• What is needed:
Lines in the entries below where the word "bicycle" shows up should each be copied.

• Collected data:
• • • •

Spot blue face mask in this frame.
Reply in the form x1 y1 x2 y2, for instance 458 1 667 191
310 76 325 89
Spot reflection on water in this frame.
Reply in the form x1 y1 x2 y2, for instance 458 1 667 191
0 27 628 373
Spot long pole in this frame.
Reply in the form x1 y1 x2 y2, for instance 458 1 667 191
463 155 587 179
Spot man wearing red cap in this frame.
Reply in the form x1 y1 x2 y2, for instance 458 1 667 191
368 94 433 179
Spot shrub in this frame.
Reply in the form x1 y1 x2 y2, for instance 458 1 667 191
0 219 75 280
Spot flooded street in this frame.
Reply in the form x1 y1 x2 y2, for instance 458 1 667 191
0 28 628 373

• • • •

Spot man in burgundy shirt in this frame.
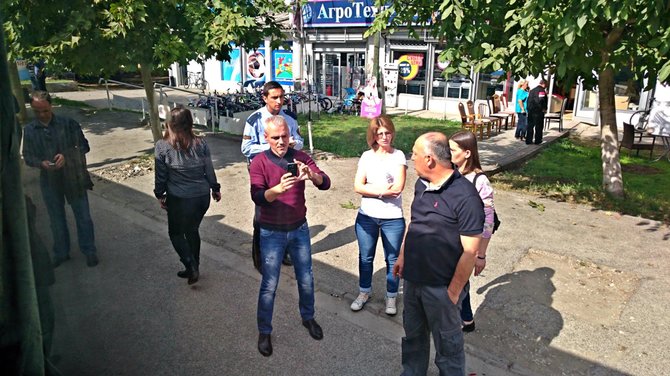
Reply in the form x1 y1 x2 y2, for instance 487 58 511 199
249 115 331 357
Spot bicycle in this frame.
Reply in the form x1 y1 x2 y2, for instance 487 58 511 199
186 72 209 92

• • • •

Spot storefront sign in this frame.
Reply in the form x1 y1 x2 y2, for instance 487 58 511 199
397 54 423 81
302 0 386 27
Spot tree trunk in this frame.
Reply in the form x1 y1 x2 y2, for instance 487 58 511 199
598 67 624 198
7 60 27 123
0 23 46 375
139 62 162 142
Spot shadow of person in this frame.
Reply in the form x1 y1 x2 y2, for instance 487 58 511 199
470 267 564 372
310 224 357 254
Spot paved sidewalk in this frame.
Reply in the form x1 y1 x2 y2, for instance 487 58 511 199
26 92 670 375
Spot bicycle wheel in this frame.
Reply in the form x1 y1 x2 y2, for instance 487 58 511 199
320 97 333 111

• • • •

• Response:
Spot bicycle in this frame.
Spot bicycle wheel in this frame.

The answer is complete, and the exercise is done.